**Work to be completed:**
Go through the material below and return each line with the string "calm" in it.

· · · · · · ·

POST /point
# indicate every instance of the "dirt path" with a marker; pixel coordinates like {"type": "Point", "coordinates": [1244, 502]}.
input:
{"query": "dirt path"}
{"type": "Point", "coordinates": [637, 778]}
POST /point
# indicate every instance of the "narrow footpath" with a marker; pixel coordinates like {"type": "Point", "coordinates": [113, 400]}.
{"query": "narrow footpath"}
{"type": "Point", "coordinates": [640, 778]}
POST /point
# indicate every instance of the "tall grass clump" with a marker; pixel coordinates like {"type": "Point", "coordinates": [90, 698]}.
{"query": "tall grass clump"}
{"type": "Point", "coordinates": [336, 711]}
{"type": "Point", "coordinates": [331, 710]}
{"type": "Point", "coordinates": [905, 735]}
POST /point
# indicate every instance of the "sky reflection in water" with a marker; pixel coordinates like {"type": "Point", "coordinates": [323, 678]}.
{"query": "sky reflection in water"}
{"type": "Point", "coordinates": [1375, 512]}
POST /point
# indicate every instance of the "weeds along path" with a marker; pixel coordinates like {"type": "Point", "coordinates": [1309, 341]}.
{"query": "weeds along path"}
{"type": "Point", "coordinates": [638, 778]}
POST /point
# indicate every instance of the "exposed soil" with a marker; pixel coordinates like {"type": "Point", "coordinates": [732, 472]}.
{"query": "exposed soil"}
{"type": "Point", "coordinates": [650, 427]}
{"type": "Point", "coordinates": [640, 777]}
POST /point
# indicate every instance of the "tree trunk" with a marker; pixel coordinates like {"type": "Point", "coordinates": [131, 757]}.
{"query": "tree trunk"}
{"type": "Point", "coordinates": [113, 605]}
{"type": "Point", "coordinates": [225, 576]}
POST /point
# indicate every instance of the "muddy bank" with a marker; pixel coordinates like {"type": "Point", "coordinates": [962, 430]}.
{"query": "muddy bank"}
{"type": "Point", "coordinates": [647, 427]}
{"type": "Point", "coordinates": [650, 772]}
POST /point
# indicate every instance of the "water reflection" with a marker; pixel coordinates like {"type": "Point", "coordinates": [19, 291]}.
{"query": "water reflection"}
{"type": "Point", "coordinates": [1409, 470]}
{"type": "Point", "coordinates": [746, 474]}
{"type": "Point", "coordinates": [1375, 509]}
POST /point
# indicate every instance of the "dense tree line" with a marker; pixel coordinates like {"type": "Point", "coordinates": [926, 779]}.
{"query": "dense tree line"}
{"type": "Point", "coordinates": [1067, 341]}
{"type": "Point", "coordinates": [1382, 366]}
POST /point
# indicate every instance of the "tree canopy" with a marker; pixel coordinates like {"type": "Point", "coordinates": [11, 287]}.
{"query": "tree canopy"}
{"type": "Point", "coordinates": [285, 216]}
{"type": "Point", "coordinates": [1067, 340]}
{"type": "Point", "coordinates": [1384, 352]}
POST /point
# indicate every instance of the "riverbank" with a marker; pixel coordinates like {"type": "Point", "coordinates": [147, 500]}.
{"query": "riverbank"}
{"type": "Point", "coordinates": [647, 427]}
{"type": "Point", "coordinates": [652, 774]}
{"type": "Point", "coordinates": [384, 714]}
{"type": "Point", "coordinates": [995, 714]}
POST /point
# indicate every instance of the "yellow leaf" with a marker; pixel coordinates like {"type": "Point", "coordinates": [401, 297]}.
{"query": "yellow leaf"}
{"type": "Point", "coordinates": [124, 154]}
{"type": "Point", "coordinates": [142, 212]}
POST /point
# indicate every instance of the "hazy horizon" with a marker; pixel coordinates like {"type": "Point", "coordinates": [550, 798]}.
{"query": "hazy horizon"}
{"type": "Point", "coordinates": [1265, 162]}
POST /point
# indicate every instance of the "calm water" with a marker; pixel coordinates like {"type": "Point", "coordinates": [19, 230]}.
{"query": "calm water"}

· · · · · · ·

**Response:**
# indicate every instance of the "calm water" with a marker; pixel coordinates like {"type": "Point", "coordinates": [19, 230]}.
{"query": "calm water"}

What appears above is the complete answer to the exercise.